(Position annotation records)
↓↓↓

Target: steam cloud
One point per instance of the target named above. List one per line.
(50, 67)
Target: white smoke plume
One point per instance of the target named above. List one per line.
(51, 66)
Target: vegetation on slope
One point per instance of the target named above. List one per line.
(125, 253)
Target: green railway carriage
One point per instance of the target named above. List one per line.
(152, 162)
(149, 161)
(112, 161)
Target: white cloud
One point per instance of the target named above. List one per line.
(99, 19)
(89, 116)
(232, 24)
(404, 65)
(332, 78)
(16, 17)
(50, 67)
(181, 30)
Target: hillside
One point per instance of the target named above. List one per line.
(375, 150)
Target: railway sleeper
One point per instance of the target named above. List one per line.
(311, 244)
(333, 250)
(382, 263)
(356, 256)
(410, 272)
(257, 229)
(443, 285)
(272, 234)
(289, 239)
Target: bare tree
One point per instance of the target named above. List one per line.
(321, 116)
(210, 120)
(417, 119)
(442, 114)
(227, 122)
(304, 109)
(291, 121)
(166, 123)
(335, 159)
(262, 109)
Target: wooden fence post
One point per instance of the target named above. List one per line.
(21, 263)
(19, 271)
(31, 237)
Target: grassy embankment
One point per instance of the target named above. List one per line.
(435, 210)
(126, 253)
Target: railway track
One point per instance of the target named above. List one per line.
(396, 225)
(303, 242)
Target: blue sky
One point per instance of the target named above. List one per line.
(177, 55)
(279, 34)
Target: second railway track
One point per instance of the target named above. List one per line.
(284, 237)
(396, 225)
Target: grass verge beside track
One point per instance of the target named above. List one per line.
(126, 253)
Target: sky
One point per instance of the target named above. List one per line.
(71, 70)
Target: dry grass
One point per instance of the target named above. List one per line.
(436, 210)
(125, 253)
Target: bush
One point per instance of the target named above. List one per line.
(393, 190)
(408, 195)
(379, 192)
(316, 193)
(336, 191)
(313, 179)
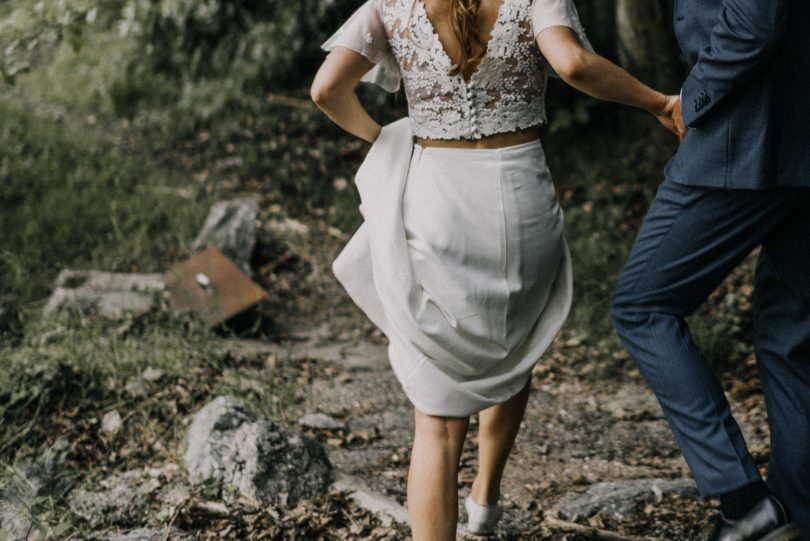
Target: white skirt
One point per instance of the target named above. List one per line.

↑↑↑

**YOUR OBJECTIVE:**
Copy the entries above faithfully and omit every image.

**EXERCISE OUTPUT:**
Target: steam cloud
One point per instance of the target named above. List one per line.
(50, 67)
Target: white smoke plume
One point per instance of the target named above. List one per line.
(51, 66)
Target: vegetation on slope
One point per instance of the target named above. List one per line.
(125, 253)
Target: green railway carriage
One point per instance of the target named above. List one per line.
(152, 162)
(149, 161)
(112, 161)
Target: white cloud
One point per instance of the target named above. List one per line.
(99, 19)
(89, 116)
(232, 24)
(404, 65)
(332, 78)
(16, 17)
(50, 67)
(181, 30)
Target: hillside
One point per instance of the target named above. List one per line.
(375, 150)
Target: railway sleeper
One point per instance of the target named above. List one per line.
(311, 244)
(333, 250)
(382, 263)
(356, 256)
(410, 272)
(257, 229)
(443, 285)
(272, 234)
(289, 239)
Target: bare tree
One point per instance of the target named above. List one per line.
(321, 116)
(210, 120)
(417, 119)
(442, 114)
(227, 122)
(304, 109)
(291, 121)
(166, 123)
(335, 159)
(262, 109)
Target: wooden fence post
One point per instance of the target named above. List one per line.
(21, 263)
(19, 271)
(31, 237)
Target: grassy embankment
One point per instance of the target named above. List one per line.
(435, 210)
(126, 253)
Target: railway track
One point per instance of the target named above. List one per line.
(396, 225)
(303, 242)
Target: blue sky
One point per instance of the target named above. List one per line.
(177, 55)
(279, 34)
Target: second railway track
One point per instance of the target named above. List one per line.
(284, 237)
(396, 225)
Target: grass verge beside track
One point per instance of the target named above. List one per line.
(126, 253)
Target: sky
One point per instance of the target named above. List one per line.
(71, 70)
Target: dry grass
One point per instance of the target named above. List one per line.
(436, 210)
(125, 253)
Target: bush
One point per instance of the target named above. List one per line.
(393, 190)
(408, 195)
(379, 192)
(316, 193)
(336, 191)
(313, 179)
Target: white skirt
One point per instance of the target named above. List one per line.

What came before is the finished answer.